Extracted data:
::::

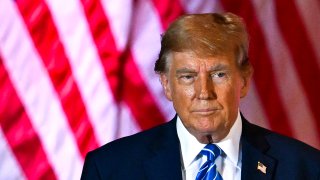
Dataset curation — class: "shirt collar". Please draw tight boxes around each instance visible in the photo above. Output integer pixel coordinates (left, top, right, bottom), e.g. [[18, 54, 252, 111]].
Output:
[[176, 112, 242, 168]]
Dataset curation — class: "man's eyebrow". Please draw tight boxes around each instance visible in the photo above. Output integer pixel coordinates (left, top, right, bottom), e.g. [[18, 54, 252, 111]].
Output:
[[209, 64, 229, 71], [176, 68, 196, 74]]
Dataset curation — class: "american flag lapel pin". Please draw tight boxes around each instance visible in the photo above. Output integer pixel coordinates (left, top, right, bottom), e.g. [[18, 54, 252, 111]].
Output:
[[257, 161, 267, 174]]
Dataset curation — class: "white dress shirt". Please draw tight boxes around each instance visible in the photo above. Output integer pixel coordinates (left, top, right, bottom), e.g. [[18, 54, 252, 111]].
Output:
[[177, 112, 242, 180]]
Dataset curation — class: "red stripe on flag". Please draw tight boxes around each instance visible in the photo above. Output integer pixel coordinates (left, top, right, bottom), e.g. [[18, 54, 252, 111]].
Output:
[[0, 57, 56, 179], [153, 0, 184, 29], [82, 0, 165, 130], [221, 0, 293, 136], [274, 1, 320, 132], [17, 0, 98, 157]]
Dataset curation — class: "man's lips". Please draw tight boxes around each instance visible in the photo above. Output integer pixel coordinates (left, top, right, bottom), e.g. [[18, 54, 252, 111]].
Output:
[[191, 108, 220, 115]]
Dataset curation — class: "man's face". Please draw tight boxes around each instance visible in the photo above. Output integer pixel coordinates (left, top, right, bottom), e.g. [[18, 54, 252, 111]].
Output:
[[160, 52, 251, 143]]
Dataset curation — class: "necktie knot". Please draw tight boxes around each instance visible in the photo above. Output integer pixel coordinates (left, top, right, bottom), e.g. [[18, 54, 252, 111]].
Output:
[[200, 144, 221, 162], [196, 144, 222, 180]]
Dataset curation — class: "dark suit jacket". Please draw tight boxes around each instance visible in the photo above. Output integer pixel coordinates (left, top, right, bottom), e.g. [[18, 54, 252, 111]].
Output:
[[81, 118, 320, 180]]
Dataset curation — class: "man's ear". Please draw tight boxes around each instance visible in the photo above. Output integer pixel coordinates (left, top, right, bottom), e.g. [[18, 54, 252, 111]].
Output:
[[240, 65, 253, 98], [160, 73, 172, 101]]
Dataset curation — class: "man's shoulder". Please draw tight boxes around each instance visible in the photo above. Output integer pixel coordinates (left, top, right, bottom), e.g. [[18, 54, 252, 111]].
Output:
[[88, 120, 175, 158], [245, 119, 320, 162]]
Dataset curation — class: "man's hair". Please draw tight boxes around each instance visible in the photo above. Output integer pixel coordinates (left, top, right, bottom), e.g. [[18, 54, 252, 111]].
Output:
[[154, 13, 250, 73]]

::::

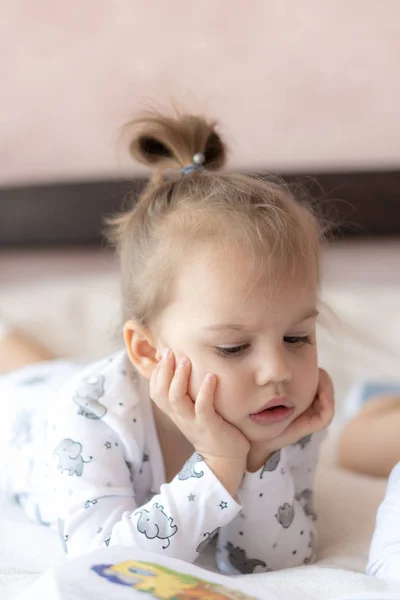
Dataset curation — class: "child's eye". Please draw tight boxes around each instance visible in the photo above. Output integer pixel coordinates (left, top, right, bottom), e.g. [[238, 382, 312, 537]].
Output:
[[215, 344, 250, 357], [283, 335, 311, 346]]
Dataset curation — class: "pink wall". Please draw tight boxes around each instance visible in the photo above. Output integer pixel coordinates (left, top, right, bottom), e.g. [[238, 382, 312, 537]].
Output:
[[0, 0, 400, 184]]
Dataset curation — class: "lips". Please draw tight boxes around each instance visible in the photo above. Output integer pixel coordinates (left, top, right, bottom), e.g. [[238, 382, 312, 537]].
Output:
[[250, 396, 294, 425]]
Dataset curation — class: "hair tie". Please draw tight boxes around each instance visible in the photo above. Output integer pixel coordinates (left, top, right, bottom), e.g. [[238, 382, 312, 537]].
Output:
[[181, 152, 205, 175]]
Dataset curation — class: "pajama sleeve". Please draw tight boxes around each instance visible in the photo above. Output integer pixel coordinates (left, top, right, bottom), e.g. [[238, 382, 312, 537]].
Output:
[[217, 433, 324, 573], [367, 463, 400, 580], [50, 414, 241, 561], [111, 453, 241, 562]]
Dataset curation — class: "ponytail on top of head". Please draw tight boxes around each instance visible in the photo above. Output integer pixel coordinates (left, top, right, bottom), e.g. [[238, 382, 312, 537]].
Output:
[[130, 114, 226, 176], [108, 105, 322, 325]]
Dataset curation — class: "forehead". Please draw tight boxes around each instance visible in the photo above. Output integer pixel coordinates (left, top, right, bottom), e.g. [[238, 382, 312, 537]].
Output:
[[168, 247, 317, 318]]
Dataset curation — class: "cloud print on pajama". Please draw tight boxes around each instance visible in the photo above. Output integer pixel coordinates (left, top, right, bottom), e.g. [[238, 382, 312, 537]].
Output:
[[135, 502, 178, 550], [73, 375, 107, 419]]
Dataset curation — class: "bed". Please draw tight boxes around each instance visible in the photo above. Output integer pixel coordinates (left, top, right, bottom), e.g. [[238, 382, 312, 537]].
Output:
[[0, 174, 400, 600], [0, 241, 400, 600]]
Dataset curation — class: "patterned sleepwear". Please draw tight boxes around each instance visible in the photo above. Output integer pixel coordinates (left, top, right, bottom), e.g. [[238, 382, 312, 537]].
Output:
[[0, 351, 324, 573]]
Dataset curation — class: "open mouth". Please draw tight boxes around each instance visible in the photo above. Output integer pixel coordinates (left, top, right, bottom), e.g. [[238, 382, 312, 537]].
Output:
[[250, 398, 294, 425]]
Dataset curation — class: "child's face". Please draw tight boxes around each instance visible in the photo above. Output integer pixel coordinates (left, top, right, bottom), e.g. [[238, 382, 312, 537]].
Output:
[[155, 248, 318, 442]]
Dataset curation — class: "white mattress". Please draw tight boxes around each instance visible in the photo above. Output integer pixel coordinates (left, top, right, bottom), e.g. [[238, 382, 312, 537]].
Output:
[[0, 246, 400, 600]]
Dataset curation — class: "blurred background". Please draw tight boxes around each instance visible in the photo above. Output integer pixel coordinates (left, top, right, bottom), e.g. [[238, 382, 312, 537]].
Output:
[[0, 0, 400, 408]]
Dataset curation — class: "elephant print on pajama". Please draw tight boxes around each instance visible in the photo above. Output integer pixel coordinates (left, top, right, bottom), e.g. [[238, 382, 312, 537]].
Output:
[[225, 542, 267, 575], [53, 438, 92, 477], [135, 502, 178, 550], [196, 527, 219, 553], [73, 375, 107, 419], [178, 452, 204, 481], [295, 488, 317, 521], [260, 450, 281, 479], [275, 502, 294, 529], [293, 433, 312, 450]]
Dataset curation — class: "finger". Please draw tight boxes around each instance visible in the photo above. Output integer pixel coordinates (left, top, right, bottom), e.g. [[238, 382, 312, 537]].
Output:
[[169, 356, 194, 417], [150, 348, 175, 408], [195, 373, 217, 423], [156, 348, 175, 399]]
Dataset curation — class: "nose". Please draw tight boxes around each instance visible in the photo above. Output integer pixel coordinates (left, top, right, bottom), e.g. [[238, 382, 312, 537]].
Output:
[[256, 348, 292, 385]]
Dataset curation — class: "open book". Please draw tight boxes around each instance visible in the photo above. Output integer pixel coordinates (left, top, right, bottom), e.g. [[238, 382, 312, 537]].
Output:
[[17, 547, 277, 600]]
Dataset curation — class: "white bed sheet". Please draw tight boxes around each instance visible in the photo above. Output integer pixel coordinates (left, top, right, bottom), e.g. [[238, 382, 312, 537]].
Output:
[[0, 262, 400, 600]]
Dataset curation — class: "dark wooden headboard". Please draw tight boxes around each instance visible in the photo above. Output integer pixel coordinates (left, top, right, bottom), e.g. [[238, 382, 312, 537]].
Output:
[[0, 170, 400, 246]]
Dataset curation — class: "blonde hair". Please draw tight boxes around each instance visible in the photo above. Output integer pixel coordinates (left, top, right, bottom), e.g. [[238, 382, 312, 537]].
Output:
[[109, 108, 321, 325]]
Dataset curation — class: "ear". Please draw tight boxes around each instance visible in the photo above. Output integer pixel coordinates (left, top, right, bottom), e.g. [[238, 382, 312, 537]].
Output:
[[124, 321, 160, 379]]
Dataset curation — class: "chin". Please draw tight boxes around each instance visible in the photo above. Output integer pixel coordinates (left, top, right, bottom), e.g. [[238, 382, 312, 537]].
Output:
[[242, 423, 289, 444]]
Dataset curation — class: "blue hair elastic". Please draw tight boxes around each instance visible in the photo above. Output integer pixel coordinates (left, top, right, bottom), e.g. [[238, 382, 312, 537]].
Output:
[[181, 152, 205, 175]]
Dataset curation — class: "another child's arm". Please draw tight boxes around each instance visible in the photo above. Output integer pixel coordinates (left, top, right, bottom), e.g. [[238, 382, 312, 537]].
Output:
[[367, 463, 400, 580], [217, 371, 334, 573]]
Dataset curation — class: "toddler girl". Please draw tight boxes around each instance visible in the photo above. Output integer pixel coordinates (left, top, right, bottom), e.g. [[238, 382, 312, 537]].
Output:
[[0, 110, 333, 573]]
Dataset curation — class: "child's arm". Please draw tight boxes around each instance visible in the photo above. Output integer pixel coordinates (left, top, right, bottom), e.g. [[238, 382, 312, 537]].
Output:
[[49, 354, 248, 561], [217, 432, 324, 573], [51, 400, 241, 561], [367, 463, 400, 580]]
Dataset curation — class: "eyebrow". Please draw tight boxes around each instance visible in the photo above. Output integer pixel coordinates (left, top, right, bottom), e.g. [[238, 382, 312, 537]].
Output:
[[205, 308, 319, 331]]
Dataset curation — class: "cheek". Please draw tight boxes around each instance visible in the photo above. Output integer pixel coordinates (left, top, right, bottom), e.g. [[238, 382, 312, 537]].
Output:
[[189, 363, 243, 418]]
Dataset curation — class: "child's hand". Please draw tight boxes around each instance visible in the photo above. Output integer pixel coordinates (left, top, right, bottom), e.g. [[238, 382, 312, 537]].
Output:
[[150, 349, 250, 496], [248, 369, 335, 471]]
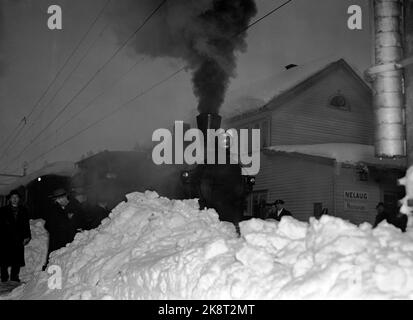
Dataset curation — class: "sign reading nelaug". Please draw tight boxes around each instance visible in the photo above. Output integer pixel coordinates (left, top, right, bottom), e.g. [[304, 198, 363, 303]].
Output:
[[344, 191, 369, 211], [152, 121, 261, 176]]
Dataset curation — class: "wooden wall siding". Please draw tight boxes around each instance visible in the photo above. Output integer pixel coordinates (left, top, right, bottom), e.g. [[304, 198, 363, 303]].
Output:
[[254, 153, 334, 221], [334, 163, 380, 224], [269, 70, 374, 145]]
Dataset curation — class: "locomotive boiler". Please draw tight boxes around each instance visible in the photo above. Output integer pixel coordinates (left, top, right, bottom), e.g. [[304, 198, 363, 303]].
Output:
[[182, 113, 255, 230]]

::::

List each line of the listing above in which the word "lips" appears.

Dataset curation — class: "man's lips". Please draw tight boxes around each instance visible in the photo above. Output integer pixel coordinates (left, top, right, bottom), e.g. [[18, 54, 252, 111]].
Dataset curation — class: "lips". Please draw tight boxes around each instance visible in the photo above. Output integer pixel coordinates (left, top, right, bottom), e.g. [[238, 382, 312, 537]].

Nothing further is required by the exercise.